He had a dream about Brian’s Safe House, and his mother called the program.

“I knew God was telling me to come here,” Foster said. “God sent me here, man. This is all God-driven.”

The congressman toured both Brian’s Safe House and Sparrow’s Nest, a facility that offers residential treatment to women who are battling substance abuse disorder, and asked those fighting the disease to share their own accounts to help form public policies on addiction treatment.

Leon and Donita Brush founded Sparrow’s Nest in 2016, after opening Brian’s House in 2009 in honor of their 23-year-old son, Brian, who was lost to substance abuse disorder in 2006.

“We’ve all got a Brian in our lives,” Evans told the men. “I’ve got Adam.

“Adam was my wife’s nephew, 28 years old. Adam, I loved. Great kid.”

Evans said that Adam fought substance abuse disorder throughout his adult life in multiple treatment programs.

“It got him,” Evans said. “Just like it’s got so many. We’ve been ravaged in West Virginia.”

It stole Adam Dempsey’s kids, almost. Recently, Child Protective Services removed his children from his home. That’s when Dempsey came to the treatment program, becoming sober for the first time in 32 years, he said. His wife is at Sparrow’s Point, engaged in her own battle.

● What needs to be done
Copy the passage of the article about the addiction treatment programs between "It stole Adam" and "her own battle.", inclusive. The data that comes next is separate from the article and unrelated to it.

● Data section

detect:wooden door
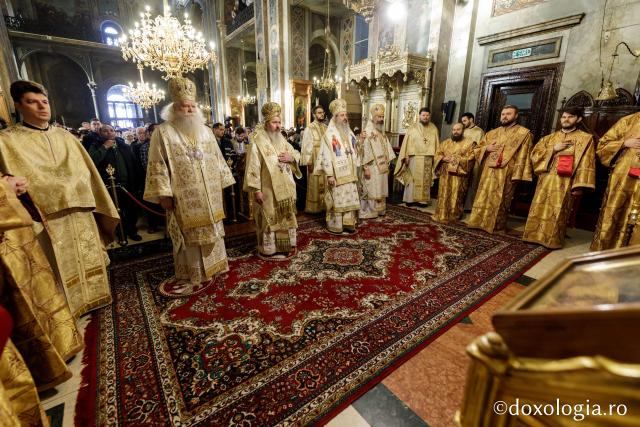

● Result of this task
It stole Adam Dempsey’s kids, almost. Recently, Child Protective Services removed his children from his home. That’s when Dempsey came to the treatment program, becoming sober for the first time in 32 years, he said. His wife is at Sparrow’s Point, engaged in her own battle.